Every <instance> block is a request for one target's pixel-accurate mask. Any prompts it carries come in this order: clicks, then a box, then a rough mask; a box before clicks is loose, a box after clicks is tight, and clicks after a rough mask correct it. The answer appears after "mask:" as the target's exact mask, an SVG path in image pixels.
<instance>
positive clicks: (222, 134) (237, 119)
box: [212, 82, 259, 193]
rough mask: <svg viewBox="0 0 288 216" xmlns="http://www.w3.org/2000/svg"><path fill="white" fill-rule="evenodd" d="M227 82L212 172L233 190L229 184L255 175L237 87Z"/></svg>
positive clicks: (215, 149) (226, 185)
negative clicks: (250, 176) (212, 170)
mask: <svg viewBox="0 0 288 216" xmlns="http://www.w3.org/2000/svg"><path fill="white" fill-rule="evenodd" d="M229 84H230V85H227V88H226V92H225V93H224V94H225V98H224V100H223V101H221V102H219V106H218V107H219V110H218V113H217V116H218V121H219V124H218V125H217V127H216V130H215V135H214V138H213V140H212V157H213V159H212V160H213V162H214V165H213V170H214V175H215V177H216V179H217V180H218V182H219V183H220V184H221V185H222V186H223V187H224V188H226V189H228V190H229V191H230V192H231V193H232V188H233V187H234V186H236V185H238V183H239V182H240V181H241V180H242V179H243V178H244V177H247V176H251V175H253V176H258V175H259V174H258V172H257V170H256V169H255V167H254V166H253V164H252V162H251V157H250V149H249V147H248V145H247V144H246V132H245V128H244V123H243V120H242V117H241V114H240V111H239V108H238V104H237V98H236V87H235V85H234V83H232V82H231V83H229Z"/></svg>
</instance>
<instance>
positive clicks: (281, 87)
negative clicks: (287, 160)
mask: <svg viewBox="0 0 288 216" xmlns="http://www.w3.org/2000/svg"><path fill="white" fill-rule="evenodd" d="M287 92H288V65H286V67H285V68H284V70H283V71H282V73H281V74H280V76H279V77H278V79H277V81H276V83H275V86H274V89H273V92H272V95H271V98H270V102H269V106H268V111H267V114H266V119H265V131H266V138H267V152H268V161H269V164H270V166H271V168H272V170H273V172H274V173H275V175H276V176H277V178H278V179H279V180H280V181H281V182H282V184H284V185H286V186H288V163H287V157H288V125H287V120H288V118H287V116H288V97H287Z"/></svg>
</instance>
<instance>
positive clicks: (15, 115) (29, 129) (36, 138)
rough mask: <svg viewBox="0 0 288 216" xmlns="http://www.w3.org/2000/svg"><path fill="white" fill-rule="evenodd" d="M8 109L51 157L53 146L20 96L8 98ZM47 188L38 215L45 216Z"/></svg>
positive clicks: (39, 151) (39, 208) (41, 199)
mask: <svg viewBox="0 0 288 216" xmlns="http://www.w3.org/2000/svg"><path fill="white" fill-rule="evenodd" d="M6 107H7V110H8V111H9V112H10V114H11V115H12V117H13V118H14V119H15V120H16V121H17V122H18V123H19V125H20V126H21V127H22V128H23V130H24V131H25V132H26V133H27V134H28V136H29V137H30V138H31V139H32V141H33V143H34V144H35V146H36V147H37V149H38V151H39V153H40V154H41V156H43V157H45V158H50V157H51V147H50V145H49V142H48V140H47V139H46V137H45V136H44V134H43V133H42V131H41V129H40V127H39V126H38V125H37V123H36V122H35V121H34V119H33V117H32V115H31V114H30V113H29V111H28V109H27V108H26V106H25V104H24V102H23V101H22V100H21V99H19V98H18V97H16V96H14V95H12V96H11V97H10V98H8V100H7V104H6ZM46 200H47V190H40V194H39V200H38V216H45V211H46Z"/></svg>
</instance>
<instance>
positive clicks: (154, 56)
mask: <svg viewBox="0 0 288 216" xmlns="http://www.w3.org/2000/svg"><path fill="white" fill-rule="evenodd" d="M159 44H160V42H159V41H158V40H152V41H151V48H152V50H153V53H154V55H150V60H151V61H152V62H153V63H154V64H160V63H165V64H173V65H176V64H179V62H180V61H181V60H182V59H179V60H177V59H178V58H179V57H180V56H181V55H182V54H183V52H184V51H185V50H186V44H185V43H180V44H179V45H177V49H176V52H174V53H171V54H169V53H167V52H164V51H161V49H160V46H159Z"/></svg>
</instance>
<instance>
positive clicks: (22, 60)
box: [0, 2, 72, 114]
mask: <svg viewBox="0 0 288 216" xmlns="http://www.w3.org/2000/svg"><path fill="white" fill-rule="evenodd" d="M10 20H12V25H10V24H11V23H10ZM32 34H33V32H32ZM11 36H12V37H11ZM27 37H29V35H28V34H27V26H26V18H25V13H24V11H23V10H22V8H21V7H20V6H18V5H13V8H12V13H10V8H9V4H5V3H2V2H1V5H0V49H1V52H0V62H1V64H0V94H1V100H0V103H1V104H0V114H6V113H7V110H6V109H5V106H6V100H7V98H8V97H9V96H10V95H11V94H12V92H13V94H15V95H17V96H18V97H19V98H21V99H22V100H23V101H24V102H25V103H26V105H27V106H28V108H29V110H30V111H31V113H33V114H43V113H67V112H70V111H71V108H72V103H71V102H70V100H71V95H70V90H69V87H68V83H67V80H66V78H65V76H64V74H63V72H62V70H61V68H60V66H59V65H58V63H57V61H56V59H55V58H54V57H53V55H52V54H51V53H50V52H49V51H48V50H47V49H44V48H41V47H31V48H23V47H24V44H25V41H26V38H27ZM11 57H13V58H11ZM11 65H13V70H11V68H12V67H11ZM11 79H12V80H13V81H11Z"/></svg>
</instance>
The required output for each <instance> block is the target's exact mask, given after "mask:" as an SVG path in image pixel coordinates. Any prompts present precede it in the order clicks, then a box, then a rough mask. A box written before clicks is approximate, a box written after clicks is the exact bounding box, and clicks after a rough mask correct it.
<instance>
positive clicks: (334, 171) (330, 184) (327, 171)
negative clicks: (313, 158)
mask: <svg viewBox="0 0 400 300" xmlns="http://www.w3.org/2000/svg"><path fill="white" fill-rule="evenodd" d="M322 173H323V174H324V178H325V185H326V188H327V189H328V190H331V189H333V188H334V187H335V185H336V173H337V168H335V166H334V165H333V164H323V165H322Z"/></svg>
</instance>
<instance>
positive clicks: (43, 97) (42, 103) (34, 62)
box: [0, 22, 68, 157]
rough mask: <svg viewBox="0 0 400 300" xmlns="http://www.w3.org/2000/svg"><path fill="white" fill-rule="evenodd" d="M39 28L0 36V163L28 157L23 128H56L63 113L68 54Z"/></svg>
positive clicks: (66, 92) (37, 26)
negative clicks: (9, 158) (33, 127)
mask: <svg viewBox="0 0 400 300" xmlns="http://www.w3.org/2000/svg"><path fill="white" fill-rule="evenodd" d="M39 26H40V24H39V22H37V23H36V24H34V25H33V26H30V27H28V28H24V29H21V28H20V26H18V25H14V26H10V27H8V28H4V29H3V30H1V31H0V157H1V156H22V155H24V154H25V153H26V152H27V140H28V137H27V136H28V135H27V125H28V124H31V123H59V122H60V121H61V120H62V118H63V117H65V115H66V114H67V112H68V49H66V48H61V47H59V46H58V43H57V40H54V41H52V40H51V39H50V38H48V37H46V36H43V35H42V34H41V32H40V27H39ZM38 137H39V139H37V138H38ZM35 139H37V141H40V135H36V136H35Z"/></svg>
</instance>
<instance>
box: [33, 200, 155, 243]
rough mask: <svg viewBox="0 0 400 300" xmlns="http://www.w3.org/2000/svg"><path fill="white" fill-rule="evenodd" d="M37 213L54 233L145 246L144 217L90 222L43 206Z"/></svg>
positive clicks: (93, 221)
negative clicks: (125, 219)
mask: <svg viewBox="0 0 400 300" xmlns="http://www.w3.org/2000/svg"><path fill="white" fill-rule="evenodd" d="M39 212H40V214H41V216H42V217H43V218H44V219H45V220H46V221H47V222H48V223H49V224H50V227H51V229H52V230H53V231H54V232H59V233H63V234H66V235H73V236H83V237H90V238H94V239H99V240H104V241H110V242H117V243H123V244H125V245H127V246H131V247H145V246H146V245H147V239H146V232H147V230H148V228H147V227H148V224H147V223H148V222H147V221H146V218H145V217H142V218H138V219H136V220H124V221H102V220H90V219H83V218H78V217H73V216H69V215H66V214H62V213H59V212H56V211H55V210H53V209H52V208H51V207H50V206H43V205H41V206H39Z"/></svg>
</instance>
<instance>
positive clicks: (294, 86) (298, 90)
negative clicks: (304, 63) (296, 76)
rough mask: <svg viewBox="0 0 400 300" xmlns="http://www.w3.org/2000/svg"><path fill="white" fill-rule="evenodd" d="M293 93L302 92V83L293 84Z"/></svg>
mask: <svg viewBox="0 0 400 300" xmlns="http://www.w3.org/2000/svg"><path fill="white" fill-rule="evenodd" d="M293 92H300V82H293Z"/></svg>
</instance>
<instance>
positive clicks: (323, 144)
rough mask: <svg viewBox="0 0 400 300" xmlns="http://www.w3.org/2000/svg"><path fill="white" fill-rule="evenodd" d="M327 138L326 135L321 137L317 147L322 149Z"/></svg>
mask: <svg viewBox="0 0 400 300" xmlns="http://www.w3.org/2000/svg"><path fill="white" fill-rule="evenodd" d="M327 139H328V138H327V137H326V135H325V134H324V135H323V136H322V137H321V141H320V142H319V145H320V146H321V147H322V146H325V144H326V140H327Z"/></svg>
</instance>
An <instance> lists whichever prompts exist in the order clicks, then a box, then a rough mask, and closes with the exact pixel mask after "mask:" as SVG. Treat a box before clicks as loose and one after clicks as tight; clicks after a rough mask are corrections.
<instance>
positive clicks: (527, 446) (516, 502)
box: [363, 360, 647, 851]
-*-*-
Beginning with the line that contains "An <instance> lists", return every line to the end of the listing, unchanged, and nothing else.

◆ WRITTEN REPLY
An <instance> lists whichever prompts exist in the order clicks, then a box, then a rough mask, and closes with the exact pixel mask after "mask:" as SVG. Treat a box before clicks as loose and one after clicks as tight; clicks after a rough mask are corrections.
<instance>
positive clicks: (527, 446) (516, 502)
box: [363, 360, 647, 851]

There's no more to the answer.